**TEKS YANG DIBERIKAN**
▽

Denpasar (ANTARA Kaltim) - Dengan alasan laju kerusakan hutan dan lahan kritisnya di bawah angka rata-rata nasional, Bali menjadi tempat studi banding Panitia Khusus (Pansus) Raperda Rehabilitasi Hutan dan Lahan Kritis  DPRD Kaltim, pekan lalu. Hasilnya? Bali mengedepankan kearifan lokal untuk menjaga hutan dan lahan. Di sisi lain, rencana tata ruang wilayah (Bali) berpihak pada pelestarian lingkungan.

Di Bali, kata Putu Suarta, Kabag TU Biro Hukum Pemprov Bali, yang menerima rombongan Pansus Lahan Kritis, belum ada peraturan daerah yang spesifik mengatur rehabilitasi hutan ataupun lahan kritis.

Tak ada hukum positif, bukan berarti tak ada aturan. Sebaliknya, kearifan lokallah yang menonjol. Di Bali, tambahnya, adat-istiadat, budaya masih dipegang erat dan berkaitan pula dengan kepercayaan.
 
Seluruh kawasan di Bali, baik di perkotaan, jelasnya, masuk dalam lembaga sosial yang disebut Desa Pakraman atau Desa Adat. Meski lembaga ini tak bertanggung jawab pada pemerintah, pada kenyataannya kerjanya sangat efektif.
Ia mencontohkan, jika lembaga Desa Pakraman menyatakan sebuah kawasan hutan tak boleh diganggu, dijarah atau dieksploitasi, bisa dipastikan hutan dimaksud akan aman dari tangan manusia.

Warga Bali, kata Putu Suarta, lebih takut mendapat sanksi adat dari Desa Adat/Pakraman ketimbang sanksi hukum positif. “Kalau melanggar adat biasanya akan dikucilkan. Sanksi ini sangat berat bagi warga Bali,” katanya.

Di satu sisi, karena pengaruh agama dan kepercayaan, mayoritas warga Bali sangat menghormati kelestarian lingkungan. Menebang pohon misalnya penuh kehati-hatian. Warga Bali bahkan merayakan Hari Tanaman dua kali setiap tahun.

△

**ENTRI YANG DISEDIAKAN**
▽

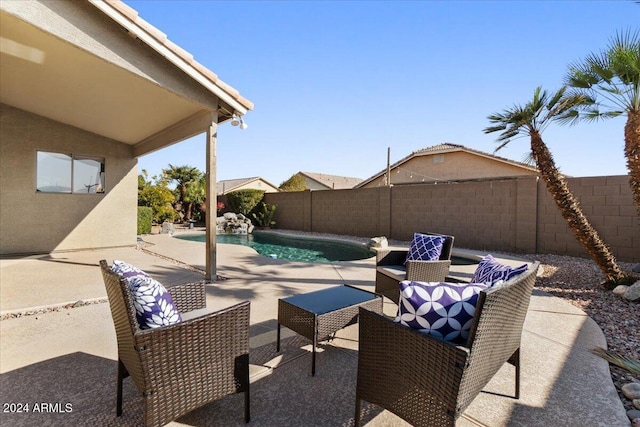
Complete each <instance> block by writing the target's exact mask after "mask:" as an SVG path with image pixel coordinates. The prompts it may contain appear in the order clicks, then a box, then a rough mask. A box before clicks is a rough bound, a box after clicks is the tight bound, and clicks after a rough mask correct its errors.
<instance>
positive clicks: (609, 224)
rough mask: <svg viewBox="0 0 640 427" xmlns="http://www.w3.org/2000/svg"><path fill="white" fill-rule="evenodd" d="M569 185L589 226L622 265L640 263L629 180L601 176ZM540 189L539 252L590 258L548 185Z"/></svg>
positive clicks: (624, 178)
mask: <svg viewBox="0 0 640 427" xmlns="http://www.w3.org/2000/svg"><path fill="white" fill-rule="evenodd" d="M567 181H568V184H569V188H570V189H571V191H572V193H573V194H574V195H575V196H576V198H577V199H578V201H579V202H580V205H581V206H582V210H583V211H584V213H585V215H586V216H587V218H588V219H589V222H590V223H591V225H592V226H593V227H594V228H595V229H596V230H597V231H598V233H599V234H600V237H602V239H603V240H604V241H605V243H607V244H608V245H609V246H610V248H611V250H612V252H613V254H614V255H615V256H616V257H617V258H618V259H619V260H621V261H630V262H637V261H640V218H639V217H638V215H637V213H636V209H635V206H634V204H633V198H632V195H631V188H630V187H629V178H628V177H627V176H626V175H622V176H598V177H586V178H570V179H568V180H567ZM538 186H539V192H538V194H539V197H538V233H537V236H538V237H537V239H538V241H537V246H538V251H539V252H541V253H558V254H567V255H579V256H586V253H585V251H584V249H583V248H582V245H581V244H580V243H579V242H578V241H577V240H576V239H575V238H574V235H573V233H572V232H571V230H570V229H569V226H568V225H567V222H566V220H565V219H564V218H562V215H561V214H560V211H559V210H558V208H557V207H556V204H555V202H554V201H553V198H552V197H551V196H550V195H549V192H548V191H547V190H546V187H545V184H544V182H542V181H540V182H539V183H538Z"/></svg>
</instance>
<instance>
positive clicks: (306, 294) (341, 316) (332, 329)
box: [276, 285, 382, 376]
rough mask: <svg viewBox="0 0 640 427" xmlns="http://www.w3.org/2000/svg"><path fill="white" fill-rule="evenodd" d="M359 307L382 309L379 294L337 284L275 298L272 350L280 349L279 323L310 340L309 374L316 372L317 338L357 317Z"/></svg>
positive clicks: (381, 309) (277, 350) (336, 331)
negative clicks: (277, 308) (278, 298)
mask: <svg viewBox="0 0 640 427" xmlns="http://www.w3.org/2000/svg"><path fill="white" fill-rule="evenodd" d="M360 307H362V308H365V309H368V310H374V311H376V312H378V313H381V312H382V295H379V294H375V293H373V292H368V291H365V290H362V289H359V288H356V287H354V286H350V285H341V286H334V287H331V288H326V289H321V290H319V291H314V292H309V293H306V294H301V295H294V296H291V297H288V298H280V299H279V300H278V333H277V338H276V351H278V352H279V351H280V327H281V326H285V327H287V328H289V329H291V330H292V331H294V332H297V333H298V334H300V335H302V336H303V337H306V338H308V339H310V340H313V343H312V351H311V375H312V376H315V372H316V346H317V345H318V341H319V340H321V339H324V338H326V337H331V335H332V334H335V333H336V332H337V331H338V330H340V329H342V328H345V327H347V326H349V325H352V324H354V323H356V322H357V321H358V314H359V309H360Z"/></svg>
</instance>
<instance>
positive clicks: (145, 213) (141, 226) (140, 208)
mask: <svg viewBox="0 0 640 427" xmlns="http://www.w3.org/2000/svg"><path fill="white" fill-rule="evenodd" d="M152 220H153V209H151V208H149V207H147V206H138V234H149V233H151V221H152Z"/></svg>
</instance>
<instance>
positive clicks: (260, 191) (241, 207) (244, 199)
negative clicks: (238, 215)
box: [227, 190, 264, 216]
mask: <svg viewBox="0 0 640 427" xmlns="http://www.w3.org/2000/svg"><path fill="white" fill-rule="evenodd" d="M263 196H264V191H263V190H238V191H232V192H231V193H229V194H227V204H228V205H229V209H230V210H231V212H234V213H241V214H243V215H244V216H249V212H251V210H252V209H253V208H254V207H255V206H256V205H257V204H258V203H260V201H261V200H262V197H263Z"/></svg>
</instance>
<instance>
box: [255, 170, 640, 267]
mask: <svg viewBox="0 0 640 427" xmlns="http://www.w3.org/2000/svg"><path fill="white" fill-rule="evenodd" d="M569 186H570V188H571V190H572V191H573V193H574V194H575V195H576V197H578V200H579V201H580V203H581V205H582V208H583V210H584V212H585V214H586V215H587V217H588V218H589V220H590V221H591V223H592V225H593V226H594V227H595V228H596V230H598V232H599V233H600V235H601V236H602V238H603V239H604V241H605V242H606V243H607V244H608V245H609V246H610V247H611V249H612V252H613V254H614V255H615V256H616V257H617V258H618V259H619V260H620V261H627V262H640V219H639V218H638V216H637V214H636V211H635V206H634V203H633V198H632V196H631V189H630V188H629V184H628V178H627V176H608V177H588V178H571V179H569ZM265 199H266V200H267V201H268V203H274V204H276V205H278V210H277V211H276V217H275V220H276V222H277V224H276V226H277V228H282V229H290V230H302V231H314V232H319V233H333V234H344V235H355V236H362V237H373V236H382V235H384V236H387V237H389V238H392V239H398V240H410V239H411V237H412V235H413V233H414V232H415V231H422V232H436V233H444V234H451V235H454V236H455V239H456V240H455V246H457V247H463V248H469V249H479V250H487V251H490V250H495V251H508V252H520V253H555V254H561V255H572V256H580V257H587V256H588V255H587V254H586V252H585V250H584V249H583V248H582V246H581V245H580V244H579V243H578V241H577V240H576V239H575V237H574V235H573V233H572V232H571V230H570V229H569V227H568V226H567V224H566V221H565V220H564V219H563V218H562V216H561V215H560V212H559V211H558V208H557V207H556V205H555V203H554V201H553V199H552V198H551V196H549V194H548V192H547V190H546V186H545V184H544V182H542V181H540V180H539V179H538V178H537V177H534V176H531V177H519V178H511V179H504V178H503V179H496V180H481V181H466V182H460V183H451V184H436V185H398V186H394V187H391V188H387V187H378V188H363V189H357V190H333V191H332V190H325V191H304V192H293V193H267V194H265Z"/></svg>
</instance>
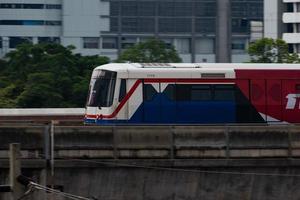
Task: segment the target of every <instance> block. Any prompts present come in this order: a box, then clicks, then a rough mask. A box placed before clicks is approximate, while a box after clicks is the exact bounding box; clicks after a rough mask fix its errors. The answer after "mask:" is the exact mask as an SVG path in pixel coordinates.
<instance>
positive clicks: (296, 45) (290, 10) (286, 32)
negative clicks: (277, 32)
mask: <svg viewBox="0 0 300 200" xmlns="http://www.w3.org/2000/svg"><path fill="white" fill-rule="evenodd" d="M283 3H285V4H286V6H287V10H286V11H285V12H284V13H283V16H282V21H283V23H284V24H285V26H286V27H287V29H286V32H285V33H283V35H282V38H283V39H284V40H285V41H286V42H287V43H288V44H289V47H290V51H291V52H294V53H298V54H300V0H283Z"/></svg>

△

**TUGAS YANG DIKERJAKAN**
1. Salin persis bagian teks tentang pelestarian hutan di Bali yang diawali kata-kata yang memuat "Warga Bali, kata" dan diakhiri dengan "kali setiap tahun.".
2. Tolong sajikan baris-baris entri di atas sebagai tabel Markdown dengan kolom Nomor dan Isi Baris, tanpa baris kosong. Ambil hanya bagian yang diawali baris yang memuat "307L382 309L379 294L337" dan diakhiri baris yang memuat "positive clicks: (381, 309)", kedua baris itu ikut dimasukkan.

**JAWABAN YANG DIBERIKAN**
1.
Warga Bali, kata Putu Suarta, lebih takut mendapat sanksi adat dari Desa Adat/Pakraman ketimbang sanksi hukum positif. “Kalau melanggar adat biasanya akan dikucilkan. Sanksi ini sangat berat bagi warga Bali,” katanya.

Di satu sisi, karena pengaruh agama dan kepercayaan, mayoritas warga Bali sangat menghormati kelestarian lingkungan. Menebang pohon misalnya penuh kehati-hatian. Warga Bali bahkan merayakan Hari Tanaman dua kali setiap tahun.

2.
| Nomor | Isi Baris |
|---|---|
| 1 | rough mask: <svg viewBox="0 0 640 427" xmlns="http://www.w3.org/2000/svg"><path fill="white" fill-rule="evenodd" d="M359 307L382 309L379 294L337 284L275 298L272 350L280 349L279 323L310 340L309 374L316 372L317 338L357 317Z"/></svg> |
| 2 | positive clicks: (381, 309) (277, 350) (336, 331) |